Exercise objective = In two sentences, summarize the passage below on APRA's housing credit interventions.

Quoted passage =

In order to test whether APRA’s prudential interventions correspond to real shifts in credit growth, I applied two complementary statistical tools. The Chow test is useful when you have a clear policy date in mind and want to check if the data series shows a statistically significant change right then; I focused on investor versus owner-occupier growth because APRA’s measures were product-specific. The Bai–Perron method, on the other hand, looks across the entire series for any structural regimes that best explain the data; it is broader and less targeted. Using both lets me capture policy-timed changes while also checking that I am not over-fitting by seeing breaks everywhere.
Formal Chow tests indicate statistically significant breaks in investor housing credit growth at 2014-11 and 2017-03 (F-stats 13.3 and 21.1, p < 0.001). In contrast, no breaks are detected in the owner-occupier series (p ≈ 0.207 at 2014; p ≈ 0.367 at 2017). Difference-series tests (Investor − OO) also confirm significant breaks at both policy dates (F-stats 8.5 and 16.2, both p < 0.001). A Bai–Perron multiple-breakpoint search, in contrast, preferred 0 breaks for investor and 0 for owner-occupier, suggesting that while targeted shifts are detectable at policy dates, no additional persistent regimes are supported by information criteria.
The interest-only lending was the second major APRA intervention in March 2017, and tracking its share in new approvals provides a direct measure of policy impact. APRA itself states that “since the introduction of the benchmark, the proportion of new interest-only lending has halved” showing that the measure achieved its goal of curbing higher-risk forms of lendingAPRA - December 2018.
2.1.1 Practical Guidance
With the market-level interventions contextualised, I now examine the practical guidance documents APRA issued to banks. These do not create new laws, but they codify supervisory expectations and effectively set the floor for prudent practice. APG 223, in its 2022 final form and its 2025 marked-up revision, is central to how institutions implement day-to-day underwriting standards.
- Prudential Practical Guidance - APG 223 Resdidetial Mortgage Lending (June 2022)
- APRA Prudential Practice Guide (June 2025)
- Risk Management
An ADI (Authorised Deposit-taking Institution) is any bank, credit union or building society licensed by APRA to take deposits. APG 223 makes clear that where residential mortgage lending forms a “material proportion of an ADI’s lending portfolio” (Final APG 223, 2022, p. 3), the Board must explicitly address this risk in its risk appetite and risk management strategy. While “material” is not defined as a fixed threshold, in practice it means housing credit dominates most Australian banks’ books (often >60% of loan exposures).

Listed records =
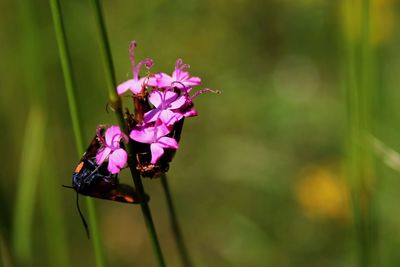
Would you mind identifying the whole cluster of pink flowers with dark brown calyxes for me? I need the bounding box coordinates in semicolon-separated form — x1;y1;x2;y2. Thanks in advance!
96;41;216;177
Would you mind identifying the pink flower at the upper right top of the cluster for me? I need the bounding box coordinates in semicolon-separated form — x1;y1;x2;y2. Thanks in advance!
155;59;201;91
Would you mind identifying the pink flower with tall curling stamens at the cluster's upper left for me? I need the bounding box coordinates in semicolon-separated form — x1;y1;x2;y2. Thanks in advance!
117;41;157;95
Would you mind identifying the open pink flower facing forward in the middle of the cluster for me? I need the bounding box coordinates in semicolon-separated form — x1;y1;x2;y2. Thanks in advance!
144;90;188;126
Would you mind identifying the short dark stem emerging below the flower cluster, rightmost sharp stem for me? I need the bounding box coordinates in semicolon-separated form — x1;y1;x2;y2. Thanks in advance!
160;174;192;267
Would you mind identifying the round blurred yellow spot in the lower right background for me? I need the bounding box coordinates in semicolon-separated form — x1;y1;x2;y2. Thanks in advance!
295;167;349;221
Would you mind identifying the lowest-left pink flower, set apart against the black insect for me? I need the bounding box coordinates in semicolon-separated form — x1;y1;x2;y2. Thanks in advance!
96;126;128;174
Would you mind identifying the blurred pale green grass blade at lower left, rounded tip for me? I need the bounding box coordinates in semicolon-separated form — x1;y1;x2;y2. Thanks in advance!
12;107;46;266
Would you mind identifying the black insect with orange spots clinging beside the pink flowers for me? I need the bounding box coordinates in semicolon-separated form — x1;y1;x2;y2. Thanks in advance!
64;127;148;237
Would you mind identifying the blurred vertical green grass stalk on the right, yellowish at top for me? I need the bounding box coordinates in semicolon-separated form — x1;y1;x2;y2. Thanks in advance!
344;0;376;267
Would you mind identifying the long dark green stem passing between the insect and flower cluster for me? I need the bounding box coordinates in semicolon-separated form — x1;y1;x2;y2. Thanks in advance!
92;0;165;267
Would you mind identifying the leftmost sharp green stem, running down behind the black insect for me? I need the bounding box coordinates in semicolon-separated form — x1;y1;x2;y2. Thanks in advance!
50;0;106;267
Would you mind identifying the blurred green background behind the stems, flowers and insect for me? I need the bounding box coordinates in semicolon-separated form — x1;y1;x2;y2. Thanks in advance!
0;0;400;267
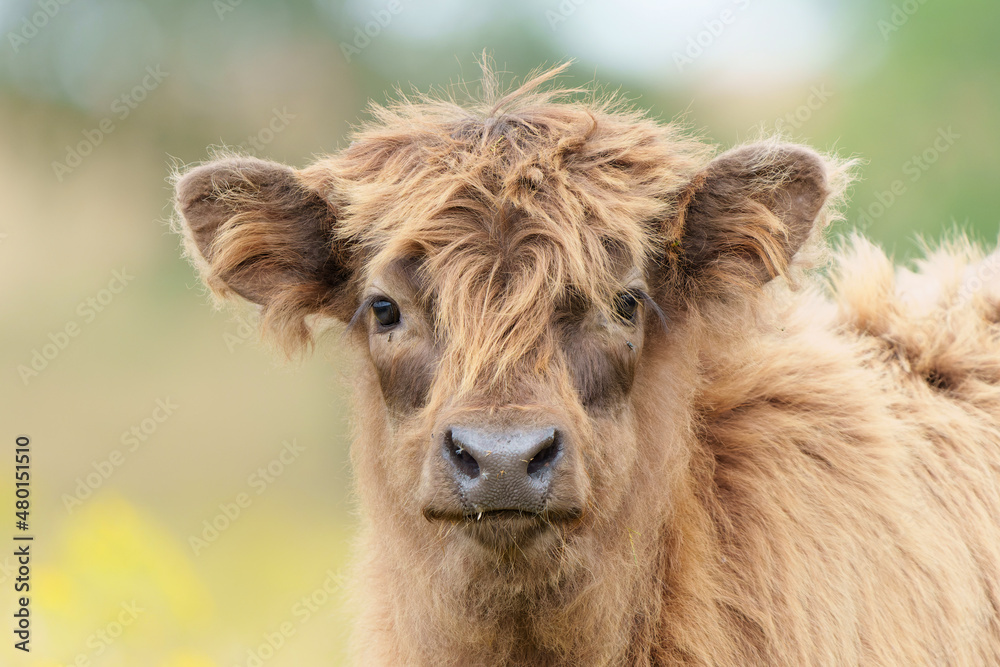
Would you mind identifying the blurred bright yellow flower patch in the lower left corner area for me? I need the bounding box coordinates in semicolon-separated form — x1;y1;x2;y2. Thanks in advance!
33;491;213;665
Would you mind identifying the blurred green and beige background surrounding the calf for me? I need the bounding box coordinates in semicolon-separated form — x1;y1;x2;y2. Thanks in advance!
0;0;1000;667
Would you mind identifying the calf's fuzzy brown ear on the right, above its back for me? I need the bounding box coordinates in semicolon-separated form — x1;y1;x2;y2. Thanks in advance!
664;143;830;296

==

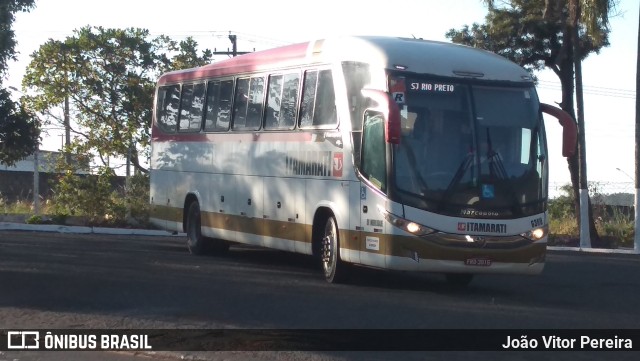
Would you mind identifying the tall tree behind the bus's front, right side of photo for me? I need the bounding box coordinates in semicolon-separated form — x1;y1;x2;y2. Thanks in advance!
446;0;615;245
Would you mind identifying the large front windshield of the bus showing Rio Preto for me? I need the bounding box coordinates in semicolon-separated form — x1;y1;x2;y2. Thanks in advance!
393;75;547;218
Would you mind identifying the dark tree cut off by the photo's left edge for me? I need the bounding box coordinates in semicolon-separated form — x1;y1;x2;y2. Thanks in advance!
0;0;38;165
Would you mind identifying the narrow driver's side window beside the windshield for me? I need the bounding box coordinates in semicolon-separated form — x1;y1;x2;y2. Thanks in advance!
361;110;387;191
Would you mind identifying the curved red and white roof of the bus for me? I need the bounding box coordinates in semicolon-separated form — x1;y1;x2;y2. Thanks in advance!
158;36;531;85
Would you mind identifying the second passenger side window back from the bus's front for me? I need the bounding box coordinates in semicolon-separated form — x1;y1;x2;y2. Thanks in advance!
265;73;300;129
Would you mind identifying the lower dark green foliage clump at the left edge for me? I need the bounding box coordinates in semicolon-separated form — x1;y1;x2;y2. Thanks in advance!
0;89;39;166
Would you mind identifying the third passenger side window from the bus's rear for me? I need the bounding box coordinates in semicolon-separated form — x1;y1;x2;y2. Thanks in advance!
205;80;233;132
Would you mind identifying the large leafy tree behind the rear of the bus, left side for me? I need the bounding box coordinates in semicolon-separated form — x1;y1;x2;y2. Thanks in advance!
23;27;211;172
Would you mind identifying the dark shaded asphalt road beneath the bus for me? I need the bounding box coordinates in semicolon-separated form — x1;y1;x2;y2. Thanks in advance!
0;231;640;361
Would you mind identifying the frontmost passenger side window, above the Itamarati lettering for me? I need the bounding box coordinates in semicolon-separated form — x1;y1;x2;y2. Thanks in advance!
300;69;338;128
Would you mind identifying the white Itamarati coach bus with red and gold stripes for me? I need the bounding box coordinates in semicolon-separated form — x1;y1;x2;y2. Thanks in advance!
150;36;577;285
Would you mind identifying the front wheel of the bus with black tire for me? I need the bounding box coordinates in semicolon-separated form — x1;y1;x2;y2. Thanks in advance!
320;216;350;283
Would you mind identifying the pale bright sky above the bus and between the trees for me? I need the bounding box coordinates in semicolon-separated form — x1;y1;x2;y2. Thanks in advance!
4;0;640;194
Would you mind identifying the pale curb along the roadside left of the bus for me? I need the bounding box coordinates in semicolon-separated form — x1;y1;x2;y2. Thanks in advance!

Reply = Chow tests find statistically significant breaks in investor housing credit growth at the 2014-11 and 2017-03 policy dates but none in the owner-occupier series, while a Bai–Perron search prefers zero breaks for both. APRA states that the proportion of new interest-only lending halved after its March 2017 benchmark, and its APG 223 guidance requires an ADI's Board to address residential mortgage risk in its risk appetite and risk management strategy when such lending is a material proportion of the portfolio.